**Goal:**
Pull out every line of the data below that contains the string "chair", and copy each one in full. Matching is case-sensitive.

(Location identification items)
+++
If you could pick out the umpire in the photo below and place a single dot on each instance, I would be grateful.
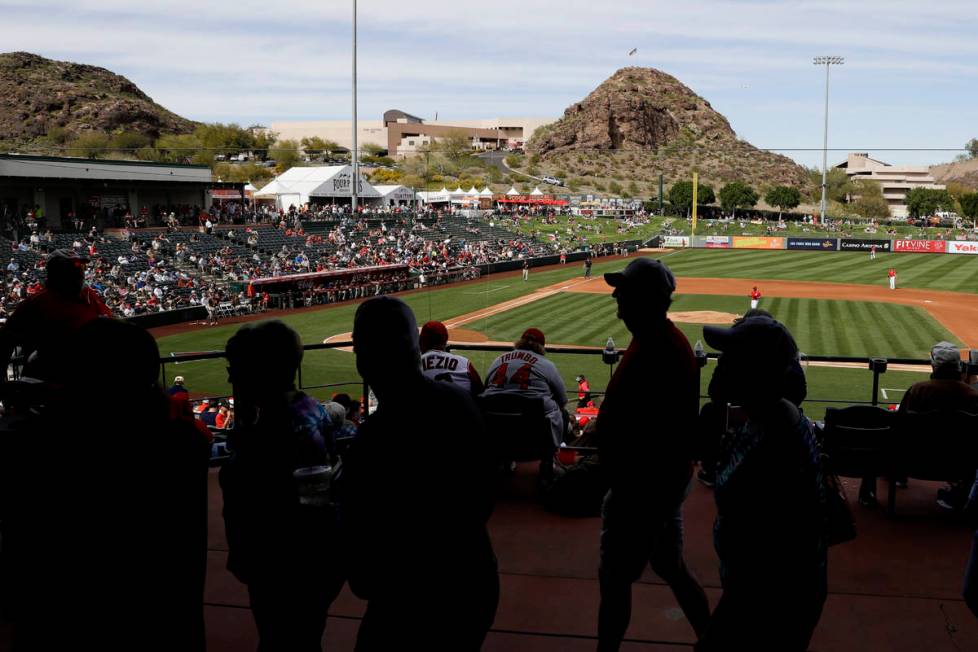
(649, 407)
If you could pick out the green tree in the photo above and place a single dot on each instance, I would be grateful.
(969, 205)
(784, 197)
(972, 147)
(372, 149)
(737, 194)
(924, 202)
(263, 138)
(315, 146)
(91, 144)
(383, 176)
(681, 195)
(285, 153)
(129, 142)
(869, 201)
(180, 148)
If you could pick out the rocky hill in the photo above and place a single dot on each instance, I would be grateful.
(39, 96)
(642, 122)
(964, 173)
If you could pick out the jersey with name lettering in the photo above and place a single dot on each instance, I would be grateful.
(530, 374)
(451, 368)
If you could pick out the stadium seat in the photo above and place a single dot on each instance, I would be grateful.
(860, 442)
(518, 428)
(937, 446)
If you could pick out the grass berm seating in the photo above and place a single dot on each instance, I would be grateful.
(519, 429)
(940, 445)
(864, 441)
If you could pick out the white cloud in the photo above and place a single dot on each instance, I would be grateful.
(253, 61)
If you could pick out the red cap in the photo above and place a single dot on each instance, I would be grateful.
(433, 334)
(534, 334)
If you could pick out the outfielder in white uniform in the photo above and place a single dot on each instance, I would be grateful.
(525, 371)
(438, 364)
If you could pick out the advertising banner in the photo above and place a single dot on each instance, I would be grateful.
(920, 246)
(859, 244)
(675, 241)
(757, 242)
(814, 244)
(712, 241)
(962, 247)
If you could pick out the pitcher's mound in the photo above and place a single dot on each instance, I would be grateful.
(703, 317)
(454, 335)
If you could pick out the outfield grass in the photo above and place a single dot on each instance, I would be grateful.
(847, 328)
(937, 271)
(908, 331)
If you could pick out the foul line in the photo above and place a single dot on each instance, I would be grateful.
(501, 287)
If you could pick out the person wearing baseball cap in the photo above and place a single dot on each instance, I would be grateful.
(527, 372)
(438, 364)
(946, 390)
(411, 533)
(43, 322)
(643, 435)
(770, 530)
(177, 387)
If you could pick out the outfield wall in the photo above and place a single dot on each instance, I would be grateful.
(769, 243)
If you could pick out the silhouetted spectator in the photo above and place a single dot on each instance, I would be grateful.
(286, 551)
(111, 534)
(438, 364)
(43, 322)
(526, 371)
(770, 527)
(713, 416)
(970, 592)
(643, 432)
(946, 390)
(421, 554)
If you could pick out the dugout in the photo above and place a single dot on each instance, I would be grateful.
(98, 190)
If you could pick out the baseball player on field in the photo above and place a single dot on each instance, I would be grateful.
(439, 364)
(526, 371)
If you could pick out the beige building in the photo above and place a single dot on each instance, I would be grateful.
(895, 181)
(402, 134)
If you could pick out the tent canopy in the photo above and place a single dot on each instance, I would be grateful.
(296, 185)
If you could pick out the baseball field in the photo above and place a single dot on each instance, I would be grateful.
(835, 304)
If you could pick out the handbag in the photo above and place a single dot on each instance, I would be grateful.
(840, 525)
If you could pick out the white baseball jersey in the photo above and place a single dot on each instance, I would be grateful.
(530, 374)
(449, 368)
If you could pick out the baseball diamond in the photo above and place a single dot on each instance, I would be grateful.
(852, 315)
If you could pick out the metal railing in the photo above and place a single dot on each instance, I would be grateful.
(878, 366)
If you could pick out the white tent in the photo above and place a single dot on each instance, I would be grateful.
(296, 185)
(394, 195)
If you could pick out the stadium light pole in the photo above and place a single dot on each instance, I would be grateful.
(353, 153)
(828, 62)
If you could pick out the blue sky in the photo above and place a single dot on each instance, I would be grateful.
(910, 79)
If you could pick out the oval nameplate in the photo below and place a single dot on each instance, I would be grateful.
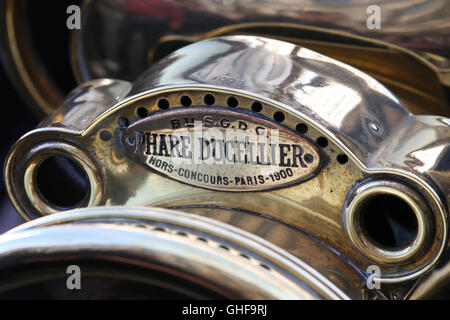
(220, 149)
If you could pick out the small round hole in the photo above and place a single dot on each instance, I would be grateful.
(185, 101)
(342, 158)
(105, 135)
(301, 128)
(388, 221)
(257, 106)
(232, 102)
(61, 182)
(322, 142)
(123, 122)
(309, 158)
(209, 99)
(278, 116)
(163, 104)
(142, 112)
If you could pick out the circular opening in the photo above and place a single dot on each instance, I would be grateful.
(322, 142)
(163, 104)
(105, 135)
(301, 128)
(232, 102)
(278, 116)
(342, 158)
(185, 101)
(142, 112)
(61, 182)
(209, 99)
(257, 106)
(388, 222)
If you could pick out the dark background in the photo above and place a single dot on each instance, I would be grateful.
(51, 38)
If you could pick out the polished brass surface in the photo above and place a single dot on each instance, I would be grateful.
(363, 135)
(279, 172)
(193, 248)
(414, 80)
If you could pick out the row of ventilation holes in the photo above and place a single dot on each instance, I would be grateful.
(224, 247)
(232, 102)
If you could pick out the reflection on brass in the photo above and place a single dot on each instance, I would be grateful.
(196, 251)
(341, 148)
(414, 80)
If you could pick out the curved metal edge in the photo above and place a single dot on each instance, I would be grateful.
(254, 244)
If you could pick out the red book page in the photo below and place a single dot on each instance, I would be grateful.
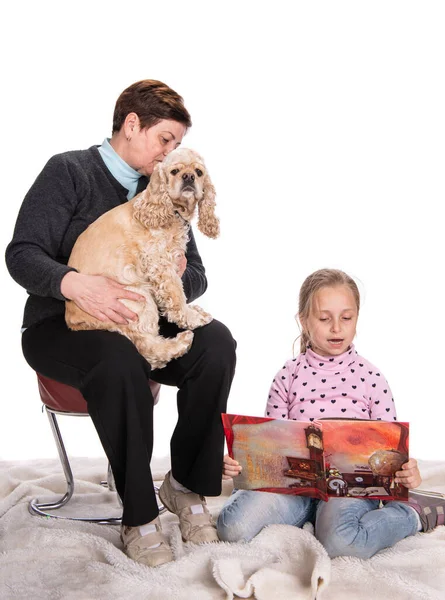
(275, 456)
(326, 458)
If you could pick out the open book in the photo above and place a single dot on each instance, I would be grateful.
(322, 458)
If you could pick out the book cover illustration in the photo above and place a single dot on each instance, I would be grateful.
(323, 458)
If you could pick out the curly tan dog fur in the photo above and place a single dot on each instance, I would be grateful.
(138, 244)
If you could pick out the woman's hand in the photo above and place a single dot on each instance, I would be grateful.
(409, 476)
(99, 296)
(231, 467)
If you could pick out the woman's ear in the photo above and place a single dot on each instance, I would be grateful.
(154, 208)
(208, 222)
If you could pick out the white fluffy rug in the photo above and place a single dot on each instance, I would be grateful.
(44, 558)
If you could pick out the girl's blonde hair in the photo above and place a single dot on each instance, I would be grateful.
(311, 285)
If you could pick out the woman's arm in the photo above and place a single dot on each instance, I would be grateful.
(194, 278)
(41, 224)
(32, 256)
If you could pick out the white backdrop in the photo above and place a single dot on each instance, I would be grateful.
(323, 128)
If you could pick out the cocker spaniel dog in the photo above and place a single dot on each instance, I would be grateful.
(139, 243)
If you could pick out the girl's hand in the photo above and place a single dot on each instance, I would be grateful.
(231, 467)
(410, 475)
(99, 296)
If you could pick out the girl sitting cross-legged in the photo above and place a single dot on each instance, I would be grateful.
(330, 379)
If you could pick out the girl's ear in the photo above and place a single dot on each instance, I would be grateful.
(154, 208)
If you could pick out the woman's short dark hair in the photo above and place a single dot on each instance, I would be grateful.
(152, 101)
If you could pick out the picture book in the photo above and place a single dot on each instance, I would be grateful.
(322, 458)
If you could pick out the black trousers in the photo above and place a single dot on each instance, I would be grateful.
(113, 378)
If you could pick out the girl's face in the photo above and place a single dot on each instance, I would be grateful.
(332, 320)
(150, 146)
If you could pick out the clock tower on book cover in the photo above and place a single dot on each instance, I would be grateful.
(314, 441)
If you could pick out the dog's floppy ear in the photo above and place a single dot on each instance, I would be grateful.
(208, 222)
(154, 208)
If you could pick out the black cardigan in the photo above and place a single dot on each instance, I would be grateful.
(72, 191)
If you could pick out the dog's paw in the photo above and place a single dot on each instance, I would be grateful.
(197, 317)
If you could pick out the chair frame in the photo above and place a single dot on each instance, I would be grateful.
(41, 508)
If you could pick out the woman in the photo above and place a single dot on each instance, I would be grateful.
(73, 190)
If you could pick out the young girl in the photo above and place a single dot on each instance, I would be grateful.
(330, 379)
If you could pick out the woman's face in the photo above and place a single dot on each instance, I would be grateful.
(150, 146)
(332, 320)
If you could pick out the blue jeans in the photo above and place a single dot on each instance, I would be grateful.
(345, 526)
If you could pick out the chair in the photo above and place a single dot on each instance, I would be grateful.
(61, 399)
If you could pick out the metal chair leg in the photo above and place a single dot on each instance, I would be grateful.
(41, 508)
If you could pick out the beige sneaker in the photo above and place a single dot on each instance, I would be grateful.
(196, 528)
(137, 545)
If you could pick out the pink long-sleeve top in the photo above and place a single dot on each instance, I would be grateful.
(313, 387)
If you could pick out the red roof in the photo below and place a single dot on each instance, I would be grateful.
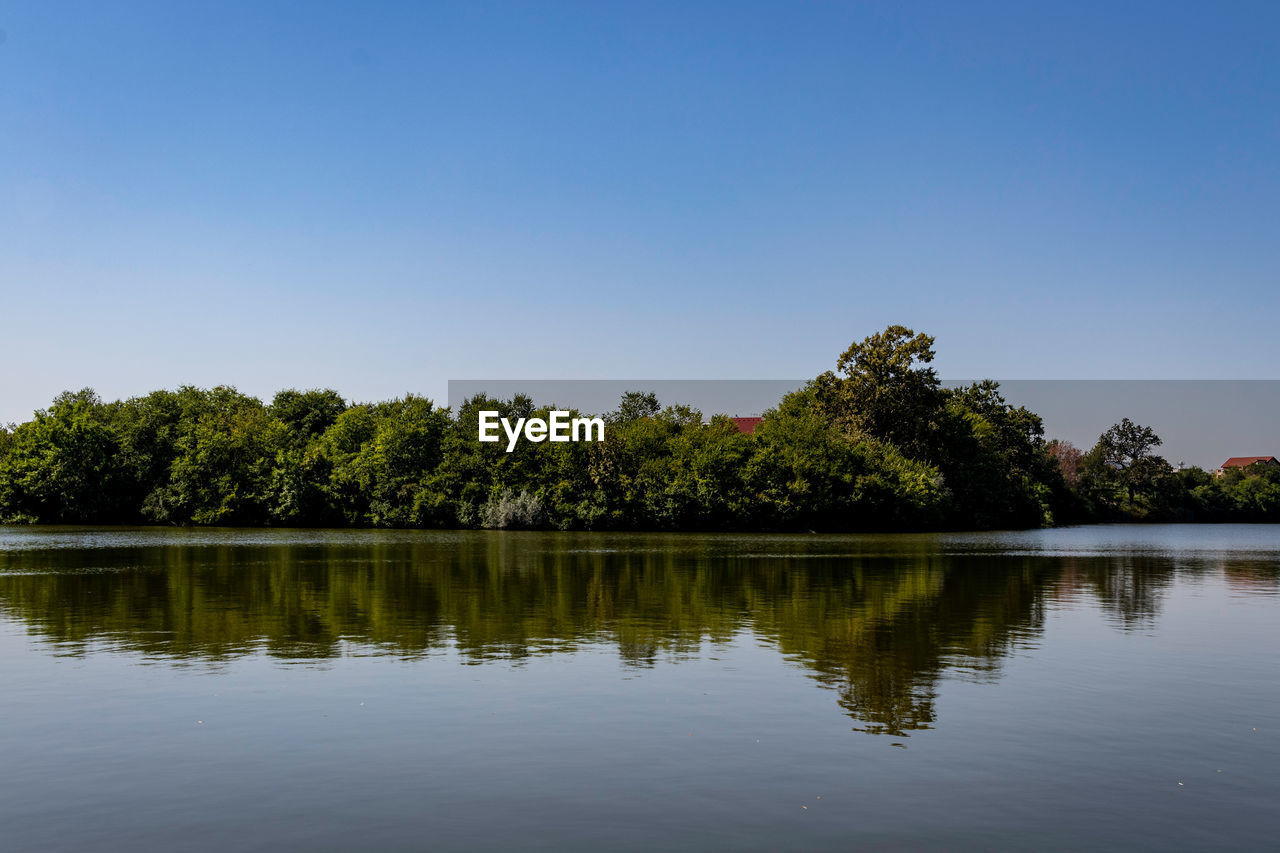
+++
**Solution for this problem:**
If you could pick out the chair frame in the photo above and place a single dot on each instance, I would be grateful.
If you could pick out the chair in the photo above and place a single dot on each instance, I would be grateful.
If you could pick out the metal chair leg in the photo above and place a single dot on each instance, I would be grateful.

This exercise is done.